=== PROBLEM TO WORK ON ===
Given the records below, pull every line with the word "Dataset" into the answer.

=== Section Start ===

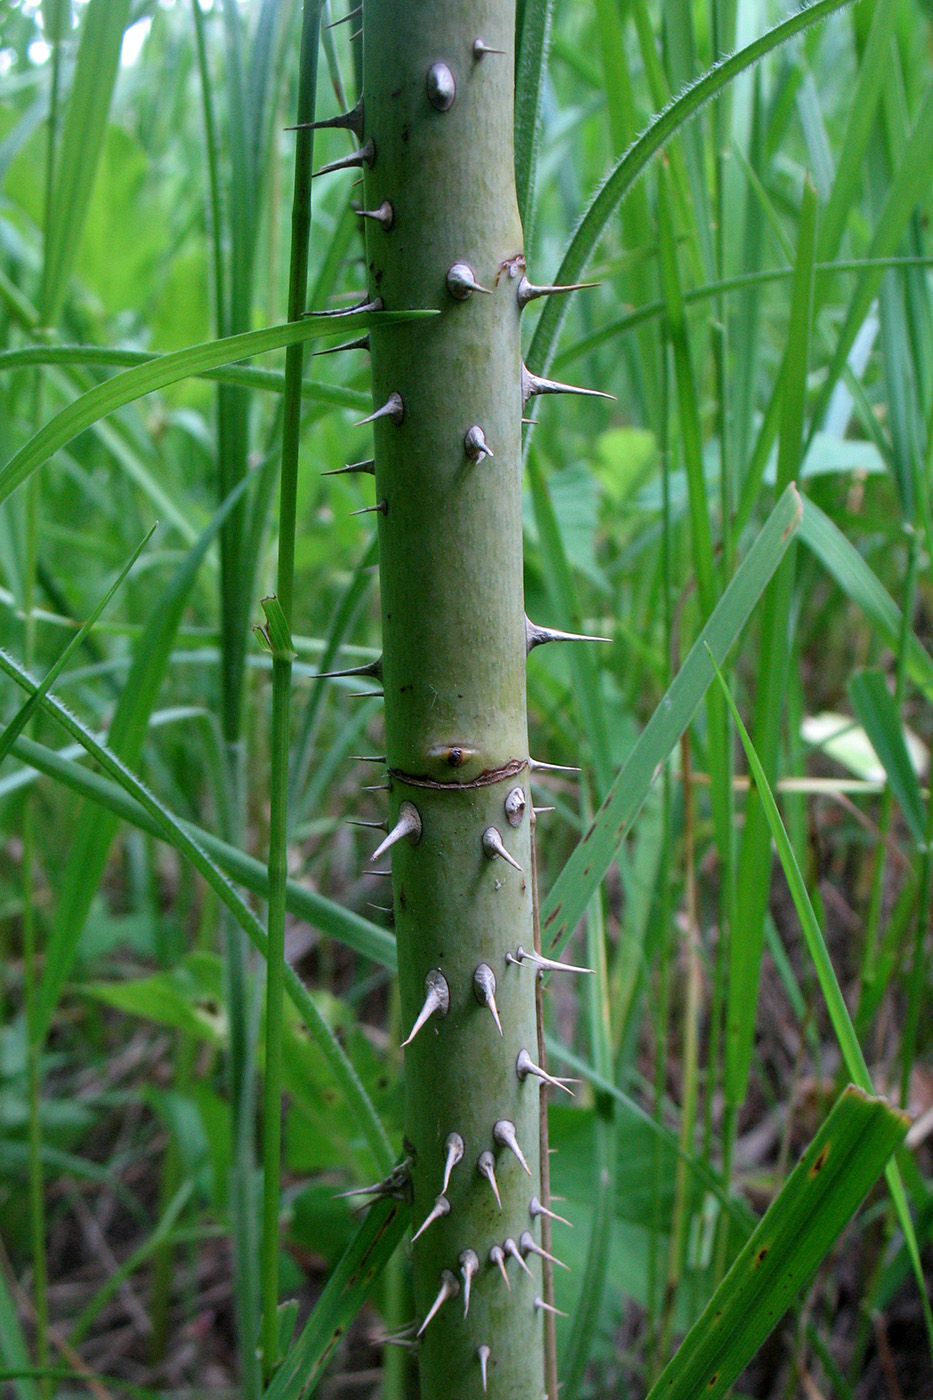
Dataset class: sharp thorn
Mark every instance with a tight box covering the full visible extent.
[322,457,376,477]
[459,1249,479,1317]
[400,968,449,1047]
[473,38,506,57]
[489,1244,511,1289]
[411,1194,450,1242]
[516,274,600,310]
[362,782,390,792]
[477,1152,502,1209]
[504,1237,534,1278]
[325,5,362,29]
[446,262,493,300]
[355,390,404,427]
[534,1296,569,1318]
[369,868,392,877]
[371,800,422,862]
[305,294,383,319]
[515,944,594,975]
[289,96,364,139]
[473,963,503,1035]
[477,1345,491,1392]
[530,1196,573,1228]
[442,1132,464,1194]
[521,363,615,407]
[334,1159,410,1201]
[350,499,388,517]
[521,1230,570,1270]
[416,1271,459,1337]
[481,826,522,872]
[529,758,582,774]
[352,754,386,763]
[532,805,555,815]
[365,902,393,917]
[348,690,383,698]
[516,1047,576,1096]
[525,616,611,652]
[494,1119,531,1175]
[314,335,370,359]
[347,818,387,831]
[464,424,494,462]
[312,136,375,179]
[318,655,382,680]
[356,200,394,230]
[349,25,362,40]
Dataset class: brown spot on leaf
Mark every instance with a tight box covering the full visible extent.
[809,1143,831,1177]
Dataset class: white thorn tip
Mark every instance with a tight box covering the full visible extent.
[371,801,422,862]
[477,1152,502,1208]
[530,1196,573,1228]
[489,1245,511,1289]
[534,1296,568,1317]
[446,262,492,300]
[521,1231,570,1270]
[416,1271,459,1337]
[515,944,593,975]
[464,424,494,462]
[411,1194,450,1242]
[473,38,506,57]
[356,200,394,230]
[525,616,611,652]
[442,1132,464,1193]
[482,826,522,872]
[355,390,404,427]
[504,1237,534,1278]
[493,1119,532,1175]
[521,362,615,406]
[473,963,503,1035]
[400,968,449,1047]
[516,274,600,309]
[516,1047,576,1096]
[459,1250,479,1317]
[477,1345,491,1392]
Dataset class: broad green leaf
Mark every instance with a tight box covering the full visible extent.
[645,1087,908,1400]
[0,310,435,509]
[262,1198,409,1400]
[540,484,802,955]
[849,669,926,845]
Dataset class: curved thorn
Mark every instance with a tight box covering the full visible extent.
[488,1244,511,1289]
[493,1119,531,1175]
[473,963,503,1035]
[356,200,394,230]
[289,96,364,140]
[400,968,449,1047]
[459,1249,479,1317]
[516,1047,576,1096]
[534,1296,569,1318]
[446,262,492,300]
[477,1345,491,1392]
[371,801,422,862]
[481,826,522,872]
[312,136,375,179]
[525,616,611,652]
[355,389,404,427]
[442,1132,464,1194]
[530,1195,573,1228]
[464,424,494,462]
[516,944,593,975]
[322,457,376,477]
[416,1271,459,1337]
[516,274,599,310]
[521,1230,570,1270]
[318,655,382,680]
[521,362,615,407]
[314,334,371,359]
[350,500,388,517]
[411,1194,450,1243]
[504,1237,534,1278]
[477,1151,502,1208]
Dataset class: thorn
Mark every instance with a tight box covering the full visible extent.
[477,1345,491,1392]
[464,424,494,462]
[504,785,526,827]
[426,61,456,111]
[447,262,492,300]
[515,944,594,976]
[516,1047,576,1096]
[521,1231,570,1270]
[362,782,390,792]
[529,758,582,774]
[322,457,375,476]
[516,274,599,310]
[365,902,394,918]
[355,390,404,427]
[334,1159,411,1201]
[369,868,392,877]
[305,294,383,319]
[488,1244,511,1289]
[459,1249,479,1317]
[318,656,382,680]
[534,1296,568,1318]
[400,968,449,1047]
[477,1152,502,1209]
[371,801,422,862]
[530,1196,573,1228]
[473,963,503,1035]
[325,5,362,29]
[347,818,386,831]
[352,754,386,763]
[350,499,388,517]
[473,38,506,58]
[314,334,370,358]
[356,200,395,230]
[505,951,523,968]
[287,96,364,139]
[504,1237,534,1278]
[494,1120,531,1176]
[525,616,611,652]
[441,1132,464,1193]
[482,826,522,872]
[312,136,375,179]
[416,1270,459,1337]
[348,25,362,40]
[411,1193,450,1243]
[521,363,615,408]
[533,806,555,816]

=== Section End ===

=== EXERCISE OUTPUT ===
Dataset class: sharp thorn
Dataset class: brown spot on leaf
Dataset class: white thorn tip
Dataset class: broad green leaf
Dataset class: curved thorn
Dataset class: thorn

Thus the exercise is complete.